::: Exercise materials :::
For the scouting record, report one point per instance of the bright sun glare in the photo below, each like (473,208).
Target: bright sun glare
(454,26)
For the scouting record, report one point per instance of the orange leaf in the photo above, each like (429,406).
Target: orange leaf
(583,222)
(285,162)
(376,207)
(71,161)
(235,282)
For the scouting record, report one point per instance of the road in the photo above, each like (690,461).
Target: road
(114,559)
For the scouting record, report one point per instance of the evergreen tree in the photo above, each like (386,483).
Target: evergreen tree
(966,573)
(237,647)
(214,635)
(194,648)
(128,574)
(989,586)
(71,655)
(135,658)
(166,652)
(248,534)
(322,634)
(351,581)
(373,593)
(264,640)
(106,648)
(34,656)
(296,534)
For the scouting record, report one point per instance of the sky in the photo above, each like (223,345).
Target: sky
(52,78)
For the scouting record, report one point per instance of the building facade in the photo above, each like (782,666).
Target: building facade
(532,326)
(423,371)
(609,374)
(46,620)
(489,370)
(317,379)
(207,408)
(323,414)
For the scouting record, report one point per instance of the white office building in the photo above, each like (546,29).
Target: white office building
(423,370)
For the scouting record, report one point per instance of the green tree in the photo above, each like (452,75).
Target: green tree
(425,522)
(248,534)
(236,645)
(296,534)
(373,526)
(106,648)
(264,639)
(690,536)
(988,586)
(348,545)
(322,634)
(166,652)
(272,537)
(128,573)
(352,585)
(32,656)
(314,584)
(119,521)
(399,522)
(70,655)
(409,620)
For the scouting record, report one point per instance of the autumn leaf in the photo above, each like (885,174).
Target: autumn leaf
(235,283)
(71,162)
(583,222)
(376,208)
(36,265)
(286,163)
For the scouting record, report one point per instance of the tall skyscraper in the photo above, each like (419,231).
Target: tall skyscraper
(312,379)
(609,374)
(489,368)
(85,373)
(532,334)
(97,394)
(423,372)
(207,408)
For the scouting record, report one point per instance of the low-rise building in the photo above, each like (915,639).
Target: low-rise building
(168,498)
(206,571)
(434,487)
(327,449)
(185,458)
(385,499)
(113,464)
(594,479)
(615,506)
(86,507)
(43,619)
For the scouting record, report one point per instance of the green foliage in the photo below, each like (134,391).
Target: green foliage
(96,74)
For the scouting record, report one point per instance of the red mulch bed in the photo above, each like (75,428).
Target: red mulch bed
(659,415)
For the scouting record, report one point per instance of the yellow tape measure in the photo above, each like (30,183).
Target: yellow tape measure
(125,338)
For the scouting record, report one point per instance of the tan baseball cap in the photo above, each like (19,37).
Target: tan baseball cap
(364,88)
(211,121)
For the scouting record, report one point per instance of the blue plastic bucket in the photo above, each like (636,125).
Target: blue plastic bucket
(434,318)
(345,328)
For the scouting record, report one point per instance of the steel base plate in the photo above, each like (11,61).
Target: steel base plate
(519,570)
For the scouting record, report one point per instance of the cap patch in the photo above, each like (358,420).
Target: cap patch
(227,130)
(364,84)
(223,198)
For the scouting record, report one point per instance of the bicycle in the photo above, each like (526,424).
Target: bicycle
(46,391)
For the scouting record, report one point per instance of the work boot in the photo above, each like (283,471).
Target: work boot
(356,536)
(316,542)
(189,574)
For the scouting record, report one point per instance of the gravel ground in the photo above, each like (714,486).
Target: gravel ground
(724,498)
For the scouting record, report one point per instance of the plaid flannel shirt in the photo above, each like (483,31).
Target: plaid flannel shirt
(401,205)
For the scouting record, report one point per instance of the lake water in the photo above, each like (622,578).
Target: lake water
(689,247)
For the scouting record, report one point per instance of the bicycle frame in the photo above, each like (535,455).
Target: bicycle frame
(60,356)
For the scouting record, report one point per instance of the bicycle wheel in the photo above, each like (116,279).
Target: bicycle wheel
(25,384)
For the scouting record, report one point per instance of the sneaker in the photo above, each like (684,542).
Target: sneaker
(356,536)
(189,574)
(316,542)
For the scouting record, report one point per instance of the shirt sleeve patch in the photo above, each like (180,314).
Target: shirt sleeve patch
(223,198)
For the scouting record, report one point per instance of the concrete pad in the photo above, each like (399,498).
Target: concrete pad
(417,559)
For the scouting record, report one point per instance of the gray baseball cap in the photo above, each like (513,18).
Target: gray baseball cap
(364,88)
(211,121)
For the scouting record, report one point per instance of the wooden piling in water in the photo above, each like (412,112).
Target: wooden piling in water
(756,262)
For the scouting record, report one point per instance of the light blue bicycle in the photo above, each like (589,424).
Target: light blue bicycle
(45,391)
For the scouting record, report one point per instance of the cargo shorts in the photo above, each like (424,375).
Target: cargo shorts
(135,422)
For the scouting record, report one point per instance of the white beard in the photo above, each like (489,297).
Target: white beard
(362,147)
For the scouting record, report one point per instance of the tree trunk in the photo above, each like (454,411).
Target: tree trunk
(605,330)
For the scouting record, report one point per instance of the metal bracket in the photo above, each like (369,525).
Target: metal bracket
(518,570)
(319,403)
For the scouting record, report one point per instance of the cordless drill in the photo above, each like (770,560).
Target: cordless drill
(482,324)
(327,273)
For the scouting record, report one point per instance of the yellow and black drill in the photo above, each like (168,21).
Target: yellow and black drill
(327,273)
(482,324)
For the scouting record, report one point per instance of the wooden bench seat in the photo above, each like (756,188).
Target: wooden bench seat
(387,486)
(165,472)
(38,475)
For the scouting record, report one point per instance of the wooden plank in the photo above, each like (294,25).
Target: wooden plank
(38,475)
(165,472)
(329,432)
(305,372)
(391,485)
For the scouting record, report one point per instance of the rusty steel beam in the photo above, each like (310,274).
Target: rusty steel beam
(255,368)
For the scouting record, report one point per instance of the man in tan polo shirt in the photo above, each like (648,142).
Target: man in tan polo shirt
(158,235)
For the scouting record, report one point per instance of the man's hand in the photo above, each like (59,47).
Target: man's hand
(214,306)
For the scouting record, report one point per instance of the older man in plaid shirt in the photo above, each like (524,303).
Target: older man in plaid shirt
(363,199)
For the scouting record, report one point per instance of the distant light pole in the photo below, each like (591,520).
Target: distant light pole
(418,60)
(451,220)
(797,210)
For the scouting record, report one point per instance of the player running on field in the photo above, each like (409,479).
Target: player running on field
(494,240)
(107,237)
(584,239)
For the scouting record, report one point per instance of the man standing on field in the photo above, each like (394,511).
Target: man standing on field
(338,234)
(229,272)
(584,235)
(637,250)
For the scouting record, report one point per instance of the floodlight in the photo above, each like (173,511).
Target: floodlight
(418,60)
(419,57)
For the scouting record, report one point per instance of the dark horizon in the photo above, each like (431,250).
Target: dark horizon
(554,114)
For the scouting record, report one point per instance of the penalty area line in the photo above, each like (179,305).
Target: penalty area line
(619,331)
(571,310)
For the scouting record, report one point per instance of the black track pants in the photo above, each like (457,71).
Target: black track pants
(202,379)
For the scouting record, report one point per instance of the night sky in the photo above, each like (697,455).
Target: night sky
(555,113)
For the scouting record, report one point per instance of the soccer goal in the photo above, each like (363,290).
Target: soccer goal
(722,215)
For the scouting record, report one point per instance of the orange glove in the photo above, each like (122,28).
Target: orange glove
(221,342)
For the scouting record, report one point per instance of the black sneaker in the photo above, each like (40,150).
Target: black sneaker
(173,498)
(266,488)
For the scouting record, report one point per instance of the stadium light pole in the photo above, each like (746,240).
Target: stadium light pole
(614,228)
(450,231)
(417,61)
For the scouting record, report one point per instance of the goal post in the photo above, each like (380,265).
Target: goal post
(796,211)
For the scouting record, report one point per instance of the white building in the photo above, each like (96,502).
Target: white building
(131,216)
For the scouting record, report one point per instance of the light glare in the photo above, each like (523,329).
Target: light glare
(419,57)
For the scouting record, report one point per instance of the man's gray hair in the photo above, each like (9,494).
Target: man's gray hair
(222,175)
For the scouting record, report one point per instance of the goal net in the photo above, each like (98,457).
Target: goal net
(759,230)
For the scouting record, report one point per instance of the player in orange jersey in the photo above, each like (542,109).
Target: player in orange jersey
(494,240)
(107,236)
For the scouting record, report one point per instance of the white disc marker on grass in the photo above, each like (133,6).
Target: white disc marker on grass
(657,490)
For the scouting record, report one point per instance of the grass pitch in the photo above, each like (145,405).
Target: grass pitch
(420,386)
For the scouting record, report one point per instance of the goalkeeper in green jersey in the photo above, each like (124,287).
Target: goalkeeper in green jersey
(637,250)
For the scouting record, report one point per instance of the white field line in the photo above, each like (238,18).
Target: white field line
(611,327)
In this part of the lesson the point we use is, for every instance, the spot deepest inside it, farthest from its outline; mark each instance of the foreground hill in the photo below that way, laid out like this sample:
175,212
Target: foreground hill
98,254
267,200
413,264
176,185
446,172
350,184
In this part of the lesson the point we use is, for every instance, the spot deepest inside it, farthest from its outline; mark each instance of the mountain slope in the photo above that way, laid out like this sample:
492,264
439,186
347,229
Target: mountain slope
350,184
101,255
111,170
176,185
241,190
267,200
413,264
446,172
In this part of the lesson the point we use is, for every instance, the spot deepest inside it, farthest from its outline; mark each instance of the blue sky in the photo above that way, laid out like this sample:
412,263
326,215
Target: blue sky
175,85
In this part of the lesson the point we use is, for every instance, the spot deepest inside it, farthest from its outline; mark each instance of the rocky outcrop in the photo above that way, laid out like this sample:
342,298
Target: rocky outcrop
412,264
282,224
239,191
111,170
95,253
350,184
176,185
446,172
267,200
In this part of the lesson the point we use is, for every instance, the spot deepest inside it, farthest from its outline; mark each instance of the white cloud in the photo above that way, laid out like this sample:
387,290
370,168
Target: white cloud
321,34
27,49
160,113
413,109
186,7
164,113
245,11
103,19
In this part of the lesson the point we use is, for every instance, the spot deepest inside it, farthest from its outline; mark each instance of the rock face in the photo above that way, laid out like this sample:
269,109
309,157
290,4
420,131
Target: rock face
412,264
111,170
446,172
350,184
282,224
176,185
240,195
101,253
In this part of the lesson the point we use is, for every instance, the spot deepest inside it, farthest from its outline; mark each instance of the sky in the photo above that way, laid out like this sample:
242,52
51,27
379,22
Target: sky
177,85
:::
Task instructions: Copy, from the material above, each line in which the string "below" occurs.

Written response:
For the scouting record, report one point per instance of the bright sun glare in the photo below, each like (473,208).
For the scouting record, report one point per instance of the green foliage in the photo below, each like (134,391).
For the scouting record, report one point per instance of the distant light pole in the photo below, each like (591,520).
In this part of the lesson the point we use is, for every instance, the spot deepest inside it, farthest from its outline; mark each instance of the foreground hill in the photo below that way, laid out like this sample:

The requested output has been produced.